Problem statement: Repeat only the lines from the one holding "the white pillow" down to the last line of the listing below, including both of those lines.

Stored data:
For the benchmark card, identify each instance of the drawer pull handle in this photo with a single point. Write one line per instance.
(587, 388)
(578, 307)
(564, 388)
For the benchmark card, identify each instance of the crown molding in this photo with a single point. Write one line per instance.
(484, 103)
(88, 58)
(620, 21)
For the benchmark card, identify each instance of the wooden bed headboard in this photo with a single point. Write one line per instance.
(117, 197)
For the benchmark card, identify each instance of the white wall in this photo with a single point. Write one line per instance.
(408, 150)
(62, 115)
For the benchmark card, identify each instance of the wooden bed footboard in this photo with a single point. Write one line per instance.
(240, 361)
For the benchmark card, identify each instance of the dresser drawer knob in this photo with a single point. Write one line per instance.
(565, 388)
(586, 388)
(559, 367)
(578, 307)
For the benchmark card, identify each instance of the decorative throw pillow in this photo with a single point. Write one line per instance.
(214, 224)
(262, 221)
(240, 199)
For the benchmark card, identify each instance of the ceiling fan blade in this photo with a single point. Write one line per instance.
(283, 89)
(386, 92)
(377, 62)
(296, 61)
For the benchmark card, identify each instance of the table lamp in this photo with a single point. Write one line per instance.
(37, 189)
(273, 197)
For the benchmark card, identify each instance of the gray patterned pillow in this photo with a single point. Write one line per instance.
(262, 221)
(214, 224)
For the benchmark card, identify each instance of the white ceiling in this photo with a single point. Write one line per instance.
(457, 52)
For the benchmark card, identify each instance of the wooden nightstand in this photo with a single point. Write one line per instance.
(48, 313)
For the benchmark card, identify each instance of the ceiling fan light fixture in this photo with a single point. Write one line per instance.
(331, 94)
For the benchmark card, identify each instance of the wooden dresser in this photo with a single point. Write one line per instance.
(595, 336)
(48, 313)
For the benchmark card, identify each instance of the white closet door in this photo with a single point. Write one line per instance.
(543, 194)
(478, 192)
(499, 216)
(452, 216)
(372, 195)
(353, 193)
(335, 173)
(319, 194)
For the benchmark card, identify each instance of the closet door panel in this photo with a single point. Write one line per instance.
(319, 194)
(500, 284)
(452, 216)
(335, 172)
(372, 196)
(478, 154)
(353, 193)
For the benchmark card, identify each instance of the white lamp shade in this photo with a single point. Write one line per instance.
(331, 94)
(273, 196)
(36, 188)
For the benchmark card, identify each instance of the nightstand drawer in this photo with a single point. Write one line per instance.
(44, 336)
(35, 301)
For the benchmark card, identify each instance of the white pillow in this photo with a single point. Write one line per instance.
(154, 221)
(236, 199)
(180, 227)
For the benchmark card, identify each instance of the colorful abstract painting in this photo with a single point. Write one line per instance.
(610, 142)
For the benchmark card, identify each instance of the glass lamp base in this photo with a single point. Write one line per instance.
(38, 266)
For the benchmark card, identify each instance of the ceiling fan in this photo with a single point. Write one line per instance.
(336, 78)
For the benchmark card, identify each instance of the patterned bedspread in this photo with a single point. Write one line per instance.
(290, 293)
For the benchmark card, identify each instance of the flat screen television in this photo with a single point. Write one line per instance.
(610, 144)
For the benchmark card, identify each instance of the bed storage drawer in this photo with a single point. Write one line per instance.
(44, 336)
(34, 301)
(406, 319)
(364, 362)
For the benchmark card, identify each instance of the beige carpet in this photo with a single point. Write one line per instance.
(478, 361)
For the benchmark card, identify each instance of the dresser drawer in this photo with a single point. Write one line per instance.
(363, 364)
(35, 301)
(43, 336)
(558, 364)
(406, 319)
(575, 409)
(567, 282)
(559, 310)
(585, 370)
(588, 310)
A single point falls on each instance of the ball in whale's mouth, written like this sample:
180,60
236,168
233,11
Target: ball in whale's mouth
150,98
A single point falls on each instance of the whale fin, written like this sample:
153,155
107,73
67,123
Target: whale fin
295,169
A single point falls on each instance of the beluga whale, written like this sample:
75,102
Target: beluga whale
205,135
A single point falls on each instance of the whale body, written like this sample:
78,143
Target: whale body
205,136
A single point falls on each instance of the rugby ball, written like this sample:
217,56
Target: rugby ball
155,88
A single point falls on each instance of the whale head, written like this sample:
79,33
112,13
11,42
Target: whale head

Solved exercise:
For the benchmark card, identify each instance of the white pillow in this photo with a single point. Write one line per instance.
(154, 221)
(236, 199)
(180, 227)
For the benchmark card, identify each instance of the colorful abstract painting in this photo with a single point. Write one line per instance.
(610, 142)
For the benchmark card, identify each instance of the glass lamp base in this photo with a single point. Write one line per instance.
(38, 266)
For the benchmark card, identify each instance of the ceiling fan in this photo with a single point. Write one line per instance.
(336, 78)
For the benchmark card, identify each instance of the patterned bedspread in this photo with a single point. Write one line per instance.
(290, 293)
For the benchmark card, identify each instance of the flat screen television in this photo with a single point. Write one line per instance.
(610, 144)
For the benchmark card, identify each instance of the bed storage drawer in this photo with a single point. Write one line per instance.
(44, 336)
(34, 301)
(406, 319)
(364, 362)
For the benchmark card, identify each instance of the beige carpet in this photo with a single point. Write one line per instance.
(478, 361)
For the benchmark card, identify each instance of the dresser drawer in this photo with a single point. Write one line per instance.
(363, 364)
(35, 301)
(43, 336)
(558, 364)
(406, 319)
(575, 409)
(567, 282)
(559, 310)
(585, 370)
(588, 310)
A single point falls on each instance of the ball in whale's mouth, written like this sample:
180,60
236,168
233,11
Target: ball in whale's mouth
150,98
A single point falls on each instance of the whale fin, written like this sample:
153,155
107,73
67,123
Target: whale fin
295,169
A single point falls on each instance of the beluga whale, written like this sample:
75,102
Target: beluga whale
205,135
A single point falls on each instance of the whale body, written like this sample:
78,143
Target: whale body
205,136
A single point falls on each instance of the rugby ball, written like this sample:
217,56
Target: rugby ball
155,88
A single point falls on each instance of the whale head, written like this sample:
79,33
112,13
11,42
Target: whale head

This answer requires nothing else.